(Items from a dataset)
********************
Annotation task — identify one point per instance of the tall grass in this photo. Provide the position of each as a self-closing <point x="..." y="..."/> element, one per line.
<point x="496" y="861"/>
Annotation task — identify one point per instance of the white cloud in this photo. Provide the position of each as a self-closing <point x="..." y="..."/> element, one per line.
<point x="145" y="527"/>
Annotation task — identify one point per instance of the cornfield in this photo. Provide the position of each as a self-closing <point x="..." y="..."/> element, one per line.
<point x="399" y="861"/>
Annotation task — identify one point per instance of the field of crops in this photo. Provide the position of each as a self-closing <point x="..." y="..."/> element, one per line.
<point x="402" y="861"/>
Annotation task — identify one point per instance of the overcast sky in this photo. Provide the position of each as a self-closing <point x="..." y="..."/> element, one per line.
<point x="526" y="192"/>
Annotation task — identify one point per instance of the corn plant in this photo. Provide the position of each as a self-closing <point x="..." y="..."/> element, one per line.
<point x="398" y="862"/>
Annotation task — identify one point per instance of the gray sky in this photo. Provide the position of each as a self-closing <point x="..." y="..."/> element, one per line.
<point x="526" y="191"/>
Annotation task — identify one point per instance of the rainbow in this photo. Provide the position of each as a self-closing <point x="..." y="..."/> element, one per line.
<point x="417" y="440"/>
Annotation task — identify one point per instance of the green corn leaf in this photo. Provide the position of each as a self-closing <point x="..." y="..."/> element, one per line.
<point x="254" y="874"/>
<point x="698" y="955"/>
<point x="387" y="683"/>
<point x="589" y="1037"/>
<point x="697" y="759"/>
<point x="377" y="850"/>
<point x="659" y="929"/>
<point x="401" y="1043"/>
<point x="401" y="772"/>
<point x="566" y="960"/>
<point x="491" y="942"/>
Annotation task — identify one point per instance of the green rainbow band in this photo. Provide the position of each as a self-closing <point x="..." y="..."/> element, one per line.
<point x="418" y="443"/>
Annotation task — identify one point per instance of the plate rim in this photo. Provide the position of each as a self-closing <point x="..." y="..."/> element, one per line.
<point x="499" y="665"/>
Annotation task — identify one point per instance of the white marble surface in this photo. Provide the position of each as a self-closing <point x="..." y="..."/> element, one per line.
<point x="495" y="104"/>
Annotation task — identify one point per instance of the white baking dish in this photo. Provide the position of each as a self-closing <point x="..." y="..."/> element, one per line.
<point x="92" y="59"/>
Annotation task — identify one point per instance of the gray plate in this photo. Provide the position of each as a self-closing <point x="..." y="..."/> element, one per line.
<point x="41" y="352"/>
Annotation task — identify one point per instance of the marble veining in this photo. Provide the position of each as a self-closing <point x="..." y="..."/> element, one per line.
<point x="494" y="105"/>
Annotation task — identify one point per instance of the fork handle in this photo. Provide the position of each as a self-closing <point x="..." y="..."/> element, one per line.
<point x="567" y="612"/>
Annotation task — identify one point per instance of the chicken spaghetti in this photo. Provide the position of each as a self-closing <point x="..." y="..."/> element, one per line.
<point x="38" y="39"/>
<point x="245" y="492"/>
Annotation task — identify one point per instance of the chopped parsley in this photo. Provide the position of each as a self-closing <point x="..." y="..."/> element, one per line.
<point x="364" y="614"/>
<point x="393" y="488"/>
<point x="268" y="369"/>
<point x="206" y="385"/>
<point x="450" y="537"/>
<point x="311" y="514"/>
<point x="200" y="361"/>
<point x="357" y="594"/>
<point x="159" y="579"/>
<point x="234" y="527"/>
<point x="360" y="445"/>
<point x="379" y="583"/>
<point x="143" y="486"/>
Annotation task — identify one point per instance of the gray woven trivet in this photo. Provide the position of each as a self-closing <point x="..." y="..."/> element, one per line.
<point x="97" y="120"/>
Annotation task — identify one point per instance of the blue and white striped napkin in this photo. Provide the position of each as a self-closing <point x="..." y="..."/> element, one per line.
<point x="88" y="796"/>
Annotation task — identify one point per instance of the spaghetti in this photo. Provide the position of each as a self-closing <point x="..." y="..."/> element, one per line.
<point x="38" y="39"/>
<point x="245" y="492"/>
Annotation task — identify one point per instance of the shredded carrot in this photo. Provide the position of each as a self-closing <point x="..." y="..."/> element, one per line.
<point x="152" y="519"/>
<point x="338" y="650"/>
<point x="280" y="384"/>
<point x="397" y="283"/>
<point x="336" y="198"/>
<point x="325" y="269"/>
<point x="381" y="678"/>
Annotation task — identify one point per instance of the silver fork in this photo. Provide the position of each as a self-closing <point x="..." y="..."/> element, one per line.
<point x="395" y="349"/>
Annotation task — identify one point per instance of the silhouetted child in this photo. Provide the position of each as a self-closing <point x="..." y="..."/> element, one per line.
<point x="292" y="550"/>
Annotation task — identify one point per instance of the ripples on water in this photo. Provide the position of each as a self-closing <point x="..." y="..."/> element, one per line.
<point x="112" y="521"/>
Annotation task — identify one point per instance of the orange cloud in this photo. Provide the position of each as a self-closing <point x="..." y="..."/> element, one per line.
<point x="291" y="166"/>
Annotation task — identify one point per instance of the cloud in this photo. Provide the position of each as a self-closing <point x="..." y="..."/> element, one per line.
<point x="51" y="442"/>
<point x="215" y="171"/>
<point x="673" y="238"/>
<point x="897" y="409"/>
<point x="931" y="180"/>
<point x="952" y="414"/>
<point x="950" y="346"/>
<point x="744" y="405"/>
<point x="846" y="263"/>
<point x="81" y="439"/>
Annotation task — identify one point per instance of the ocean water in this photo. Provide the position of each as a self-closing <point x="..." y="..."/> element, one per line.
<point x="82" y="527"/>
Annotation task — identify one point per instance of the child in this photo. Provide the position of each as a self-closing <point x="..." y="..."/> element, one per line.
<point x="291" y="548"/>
********************
- **Directions for this task**: All of the data above should be reproduced exactly, with nothing missing.

- **Answer space**:
Annotation task — identify one point per instance of the tall grass in this photo. Provide the position of each as a self-closing <point x="..." y="..."/> element, one per line.
<point x="496" y="861"/>
Annotation task — identify one point per instance of the white cloud in this photo. Provide the position of each as a self-closing <point x="..." y="..."/> element, one per line.
<point x="145" y="527"/>
Annotation task — identify one point per instance of the cornfield in this photo. Provide the position of each as a self-closing <point x="..." y="..."/> element, one per line.
<point x="399" y="861"/>
Annotation task — identify one point per instance of the field of crops in this photo. Provide the position of each as a self-closing <point x="..." y="..."/> element, one per line.
<point x="402" y="861"/>
Annotation task — identify one point per instance of the overcast sky in this photo. Provide the position of each as a self-closing <point x="..." y="..."/> element, one per line.
<point x="526" y="192"/>
Annotation task — identify one point per instance of the corn plant in this photo. Provide the position of each as a self-closing <point x="..." y="..."/> element, one per line.
<point x="398" y="862"/>
Annotation task — identify one point per instance of the gray sky in this photo. Provide the position of each as a self-closing <point x="..." y="..."/> element, one per line.
<point x="526" y="191"/>
Annotation task — identify one point per instance of the rainbow in this photo. Provide the position of each as a self-closing <point x="..." y="..."/> element, one per line.
<point x="417" y="440"/>
Annotation task — identify one point per instance of the green corn leaf in this photo. Provide the position of each as a self-closing <point x="..." y="..."/> element, one per line.
<point x="254" y="874"/>
<point x="698" y="955"/>
<point x="387" y="683"/>
<point x="589" y="1037"/>
<point x="697" y="759"/>
<point x="377" y="850"/>
<point x="659" y="929"/>
<point x="401" y="1043"/>
<point x="401" y="772"/>
<point x="566" y="960"/>
<point x="491" y="942"/>
Annotation task — identify one point per instance of the green rainbow band in this photo. Provide the position of each as a self-closing <point x="..." y="..."/> element, one per line.
<point x="418" y="443"/>
Annotation task — identify one point per instance of the plate rim in this photo. Provide the position of each as a self-closing <point x="..." y="..."/> element, one per line.
<point x="499" y="665"/>
Annotation task — identify one point per instance of the white marble surface in this photo. Provide the position of each as a self-closing <point x="..." y="..."/> element, one per line.
<point x="495" y="104"/>
Annotation task — identify one point per instance of the white baking dish in this photo. Provide the position of each as a self-closing <point x="..." y="..."/> element, one per line.
<point x="92" y="59"/>
Annotation task — identify one point per instance of the gray plate in this photo. Provide the position of each as a self-closing <point x="..." y="..."/> element, one per line.
<point x="41" y="352"/>
Annotation task — identify one point per instance of the marble veining in this photo. Provide the position of each as a self-closing <point x="..." y="..."/> element, one per line.
<point x="494" y="105"/>
Annotation task — identify one point per instance of the fork handle in this photo. Provide the position of each as a self-closing <point x="..." y="..."/> element, one per line.
<point x="567" y="612"/>
Annotation task — identify one point per instance of the chicken spaghetti in this photo. Provide the position of each as a self-closing <point x="..." y="..."/> element, one per line.
<point x="38" y="39"/>
<point x="245" y="492"/>
Annotation task — identify one point per instance of the chopped parsley in this photo. Provide the position of each as a self-closing <point x="..." y="..."/> element, one per line.
<point x="364" y="614"/>
<point x="393" y="488"/>
<point x="268" y="369"/>
<point x="206" y="385"/>
<point x="450" y="537"/>
<point x="311" y="514"/>
<point x="200" y="361"/>
<point x="357" y="594"/>
<point x="159" y="579"/>
<point x="234" y="527"/>
<point x="360" y="445"/>
<point x="379" y="583"/>
<point x="143" y="486"/>
Annotation task — identify one point per instance of the gray woven trivet in this photo. Provide the position of each as a self-closing <point x="..." y="..."/> element, one per line.
<point x="97" y="120"/>
Annotation task — identify one point per instance of the blue and white striped napkin in this photo. Provide the position of each as a self-closing <point x="..." y="..."/> element, one per line.
<point x="88" y="796"/>
Annotation task — identify one point per instance of the spaghetti in this photo. Provide the position of each as a self-closing <point x="..." y="..."/> element, one per line.
<point x="38" y="39"/>
<point x="245" y="492"/>
Annotation task — identify one point per instance of the shredded carrot in this photo. Provide the position of each as a self-closing <point x="..." y="..."/> element, one per line.
<point x="152" y="519"/>
<point x="338" y="650"/>
<point x="280" y="384"/>
<point x="397" y="283"/>
<point x="336" y="198"/>
<point x="325" y="269"/>
<point x="381" y="678"/>
Annotation task — identify one point per instance of the silver fork in this photo. Provide the position of each as a self-closing <point x="..." y="..."/> element, one per line.
<point x="395" y="349"/>
Annotation task — identify one point per instance of the silhouetted child in this photo. Provide the position of each as a self-closing <point x="..." y="..."/> element, one per line.
<point x="292" y="550"/>
Annotation task — identify one point per instance of the ripples on water in this photo. Provide the position of each as a self-closing <point x="..." y="..."/> element, one per line.
<point x="112" y="521"/>
Annotation task — identify one point per instance of the orange cloud in this photo. Provide the position of each as a self-closing <point x="..." y="..."/> element, one per line.
<point x="291" y="166"/>
Annotation task — identify one point per instance of the cloud in this photo. Provide the position of each as a self-closing <point x="..." y="..."/> element, one per line.
<point x="51" y="442"/>
<point x="215" y="171"/>
<point x="673" y="238"/>
<point x="897" y="409"/>
<point x="931" y="180"/>
<point x="952" y="414"/>
<point x="950" y="346"/>
<point x="744" y="405"/>
<point x="846" y="263"/>
<point x="81" y="439"/>
Annotation task — identify one point per instance of the ocean water in this photo. Provide the position of each as a self-closing <point x="..." y="..."/> element, one per line.
<point x="82" y="527"/>
Annotation task — identify one point per instance of the child in this photo. Provide the position of each as a self-closing <point x="..." y="..."/> element, one per line.
<point x="291" y="548"/>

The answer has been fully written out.